== LISTING

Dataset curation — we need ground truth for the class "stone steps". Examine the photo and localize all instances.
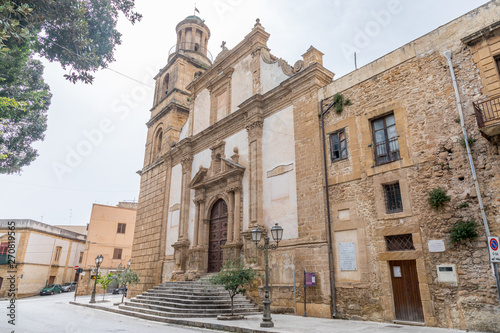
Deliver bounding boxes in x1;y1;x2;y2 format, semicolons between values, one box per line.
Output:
118;274;259;318
130;298;253;309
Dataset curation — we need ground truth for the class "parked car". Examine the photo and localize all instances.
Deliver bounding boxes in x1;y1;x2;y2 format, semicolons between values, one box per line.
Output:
113;287;128;296
40;284;62;295
61;281;76;293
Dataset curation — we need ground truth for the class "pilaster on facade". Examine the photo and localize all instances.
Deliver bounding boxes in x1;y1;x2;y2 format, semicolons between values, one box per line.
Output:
246;117;264;225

====

*PROBLEM STATEMENT:* Print all of the records above word for word, leaving out the pictures.

*OUTPUT OF THE EXERCISE:*
Dataset curation — we need ground truth for the class "stone steps". Examine the photo and localize all instances.
Deliver bounding boxes in x1;y1;x2;y2 format, semicolons between values, one box per line.
Output:
118;274;259;318
130;298;253;309
Dataset curation — we need ground truth for the class "parked car". Examine the photo and localize all instances.
Deliver bounding boxes in x1;y1;x2;y2 format, semicolons between values, one box per line.
Output:
113;287;128;296
40;284;62;295
61;281;76;293
Dataset curation — we need ground truth for the class "pilaster on facade". Examine the photo and localize all instances.
Deliver bounding boxes in x1;y1;x2;y2 format, semicolons between values, one box per line.
Output:
246;117;264;225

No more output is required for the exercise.